:: TASK STATEMENT ::
Switch "decorative sign" to "framed sign" in the lines from the one with "Annotate the fireplace" up to and including the one with "<point>479,181</point>", and write out only those lines with everything else left as it is.

Lines from a point annotation set:

** Begin **

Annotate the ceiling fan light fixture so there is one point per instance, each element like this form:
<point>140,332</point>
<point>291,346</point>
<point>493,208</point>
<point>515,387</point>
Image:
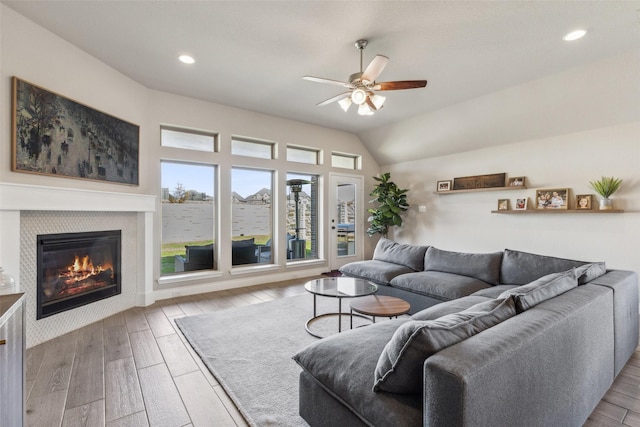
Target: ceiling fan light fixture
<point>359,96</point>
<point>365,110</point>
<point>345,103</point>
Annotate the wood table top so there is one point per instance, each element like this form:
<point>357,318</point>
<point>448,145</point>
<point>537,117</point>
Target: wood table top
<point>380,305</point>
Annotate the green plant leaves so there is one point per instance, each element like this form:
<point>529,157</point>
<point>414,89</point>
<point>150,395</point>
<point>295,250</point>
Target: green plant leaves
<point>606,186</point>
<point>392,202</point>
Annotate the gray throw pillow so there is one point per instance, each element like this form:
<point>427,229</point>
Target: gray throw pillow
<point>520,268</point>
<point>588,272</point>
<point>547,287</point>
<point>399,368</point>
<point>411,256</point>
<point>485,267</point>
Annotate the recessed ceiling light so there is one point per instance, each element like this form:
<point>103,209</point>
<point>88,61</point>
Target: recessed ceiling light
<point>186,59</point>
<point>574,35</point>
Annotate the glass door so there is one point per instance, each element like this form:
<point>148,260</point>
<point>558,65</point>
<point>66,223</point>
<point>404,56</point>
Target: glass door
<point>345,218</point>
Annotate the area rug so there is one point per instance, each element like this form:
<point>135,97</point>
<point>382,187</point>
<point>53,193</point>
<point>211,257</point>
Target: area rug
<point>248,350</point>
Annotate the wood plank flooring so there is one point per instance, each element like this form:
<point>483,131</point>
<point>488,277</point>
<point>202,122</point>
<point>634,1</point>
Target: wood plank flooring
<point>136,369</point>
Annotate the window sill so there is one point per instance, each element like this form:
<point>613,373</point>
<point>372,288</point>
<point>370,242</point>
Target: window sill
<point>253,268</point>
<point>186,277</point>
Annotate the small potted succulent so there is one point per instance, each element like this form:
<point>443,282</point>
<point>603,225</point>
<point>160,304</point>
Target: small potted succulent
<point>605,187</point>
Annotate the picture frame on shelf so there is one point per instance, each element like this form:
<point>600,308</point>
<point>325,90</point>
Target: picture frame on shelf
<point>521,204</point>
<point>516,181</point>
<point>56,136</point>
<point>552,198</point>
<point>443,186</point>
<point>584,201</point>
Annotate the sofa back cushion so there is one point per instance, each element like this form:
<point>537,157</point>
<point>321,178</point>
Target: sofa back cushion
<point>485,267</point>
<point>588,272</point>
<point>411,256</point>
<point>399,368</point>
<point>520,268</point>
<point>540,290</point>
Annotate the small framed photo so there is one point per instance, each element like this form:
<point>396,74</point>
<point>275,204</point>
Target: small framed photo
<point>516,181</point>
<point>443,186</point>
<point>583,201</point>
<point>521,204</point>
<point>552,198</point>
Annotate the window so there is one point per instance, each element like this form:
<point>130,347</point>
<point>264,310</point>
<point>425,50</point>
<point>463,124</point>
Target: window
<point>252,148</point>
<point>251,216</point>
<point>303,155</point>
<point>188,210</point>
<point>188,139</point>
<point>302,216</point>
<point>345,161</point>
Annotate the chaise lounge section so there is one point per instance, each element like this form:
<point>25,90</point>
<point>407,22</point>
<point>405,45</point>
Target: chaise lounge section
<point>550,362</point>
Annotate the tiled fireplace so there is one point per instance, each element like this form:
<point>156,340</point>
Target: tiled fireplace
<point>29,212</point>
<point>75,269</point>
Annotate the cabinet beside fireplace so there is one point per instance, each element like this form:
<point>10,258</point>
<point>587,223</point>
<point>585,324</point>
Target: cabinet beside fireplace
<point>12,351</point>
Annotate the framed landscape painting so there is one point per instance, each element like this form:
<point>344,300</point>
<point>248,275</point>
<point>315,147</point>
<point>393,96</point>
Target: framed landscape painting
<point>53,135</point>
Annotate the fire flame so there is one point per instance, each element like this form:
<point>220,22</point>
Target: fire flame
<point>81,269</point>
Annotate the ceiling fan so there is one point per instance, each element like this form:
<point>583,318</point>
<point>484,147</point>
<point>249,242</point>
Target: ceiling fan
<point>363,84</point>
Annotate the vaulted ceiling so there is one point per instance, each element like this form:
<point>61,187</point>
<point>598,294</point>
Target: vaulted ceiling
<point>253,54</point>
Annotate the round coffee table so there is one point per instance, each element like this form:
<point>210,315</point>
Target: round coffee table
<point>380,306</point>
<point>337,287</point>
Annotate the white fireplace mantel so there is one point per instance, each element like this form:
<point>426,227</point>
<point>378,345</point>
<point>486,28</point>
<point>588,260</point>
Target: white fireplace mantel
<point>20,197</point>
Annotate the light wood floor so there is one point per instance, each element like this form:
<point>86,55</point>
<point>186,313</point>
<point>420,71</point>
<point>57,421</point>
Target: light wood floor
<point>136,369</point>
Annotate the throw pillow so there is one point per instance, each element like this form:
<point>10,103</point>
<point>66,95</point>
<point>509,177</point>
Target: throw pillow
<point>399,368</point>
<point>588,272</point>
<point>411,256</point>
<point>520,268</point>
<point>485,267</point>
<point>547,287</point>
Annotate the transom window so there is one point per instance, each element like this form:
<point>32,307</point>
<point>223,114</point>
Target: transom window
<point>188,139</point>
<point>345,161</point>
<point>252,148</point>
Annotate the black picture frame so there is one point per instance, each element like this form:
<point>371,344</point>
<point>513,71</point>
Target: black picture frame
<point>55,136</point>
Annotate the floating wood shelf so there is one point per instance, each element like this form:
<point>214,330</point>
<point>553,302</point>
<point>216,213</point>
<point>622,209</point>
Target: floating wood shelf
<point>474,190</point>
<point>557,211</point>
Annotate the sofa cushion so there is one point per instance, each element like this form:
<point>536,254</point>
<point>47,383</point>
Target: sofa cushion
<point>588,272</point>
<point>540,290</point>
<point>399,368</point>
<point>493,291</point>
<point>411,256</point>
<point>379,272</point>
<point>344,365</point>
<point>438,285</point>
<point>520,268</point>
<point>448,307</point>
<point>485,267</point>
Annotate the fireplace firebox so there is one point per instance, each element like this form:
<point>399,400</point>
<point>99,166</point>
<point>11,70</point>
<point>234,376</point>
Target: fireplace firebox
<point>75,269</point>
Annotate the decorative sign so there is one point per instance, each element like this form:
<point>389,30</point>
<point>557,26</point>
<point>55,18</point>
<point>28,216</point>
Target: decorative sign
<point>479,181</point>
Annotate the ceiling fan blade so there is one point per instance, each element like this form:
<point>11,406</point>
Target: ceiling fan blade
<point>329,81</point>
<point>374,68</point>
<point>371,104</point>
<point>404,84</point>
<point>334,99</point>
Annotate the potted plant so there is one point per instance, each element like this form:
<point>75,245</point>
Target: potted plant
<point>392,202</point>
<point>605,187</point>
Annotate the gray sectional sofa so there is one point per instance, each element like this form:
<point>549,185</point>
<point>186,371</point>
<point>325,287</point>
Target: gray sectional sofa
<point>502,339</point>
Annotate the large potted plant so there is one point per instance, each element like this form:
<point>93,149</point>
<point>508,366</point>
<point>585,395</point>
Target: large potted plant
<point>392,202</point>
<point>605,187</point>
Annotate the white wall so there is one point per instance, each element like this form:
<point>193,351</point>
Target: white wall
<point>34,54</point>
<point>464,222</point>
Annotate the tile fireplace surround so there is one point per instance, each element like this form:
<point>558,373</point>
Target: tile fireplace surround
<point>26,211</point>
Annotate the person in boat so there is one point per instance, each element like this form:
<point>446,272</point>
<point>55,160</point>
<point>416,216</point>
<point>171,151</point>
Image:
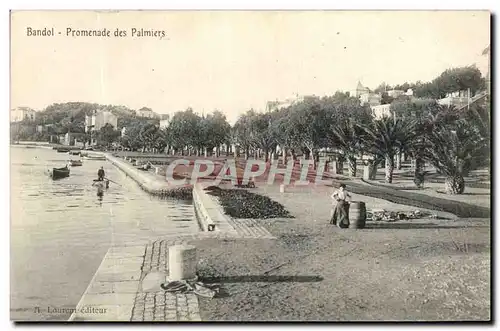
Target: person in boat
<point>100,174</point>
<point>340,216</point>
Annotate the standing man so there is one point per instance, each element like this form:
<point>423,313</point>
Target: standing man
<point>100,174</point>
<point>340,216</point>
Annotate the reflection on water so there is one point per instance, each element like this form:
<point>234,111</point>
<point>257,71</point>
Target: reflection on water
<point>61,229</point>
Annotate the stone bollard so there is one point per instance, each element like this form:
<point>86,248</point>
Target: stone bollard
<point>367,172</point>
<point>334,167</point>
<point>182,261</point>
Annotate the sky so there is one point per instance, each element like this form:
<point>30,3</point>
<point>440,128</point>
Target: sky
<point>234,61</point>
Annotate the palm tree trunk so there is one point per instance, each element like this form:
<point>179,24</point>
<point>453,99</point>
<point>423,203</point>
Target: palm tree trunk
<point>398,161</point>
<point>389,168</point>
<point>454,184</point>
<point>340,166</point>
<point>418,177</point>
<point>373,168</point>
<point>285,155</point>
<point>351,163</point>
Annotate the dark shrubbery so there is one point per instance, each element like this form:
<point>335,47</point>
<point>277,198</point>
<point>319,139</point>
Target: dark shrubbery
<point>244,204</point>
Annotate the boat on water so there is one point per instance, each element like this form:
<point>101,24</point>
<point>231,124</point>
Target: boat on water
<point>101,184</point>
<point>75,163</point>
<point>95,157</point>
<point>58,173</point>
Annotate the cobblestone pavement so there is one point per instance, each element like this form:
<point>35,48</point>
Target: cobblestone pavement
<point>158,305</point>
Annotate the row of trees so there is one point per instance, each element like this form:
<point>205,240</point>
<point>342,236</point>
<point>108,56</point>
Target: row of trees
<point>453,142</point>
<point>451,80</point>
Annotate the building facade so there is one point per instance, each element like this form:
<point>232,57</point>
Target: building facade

** End **

:: ANSWER FOR THE TASK ::
Annotate the fireplace firebox so there is one point per instance, each element like this form:
<point>399,400</point>
<point>99,166</point>
<point>11,70</point>
<point>234,376</point>
Target: fireplace firebox
<point>75,269</point>
Annotate the framed sign so there is one point per instance, each element like this form:
<point>389,30</point>
<point>557,26</point>
<point>55,18</point>
<point>28,216</point>
Target: framed sign
<point>479,181</point>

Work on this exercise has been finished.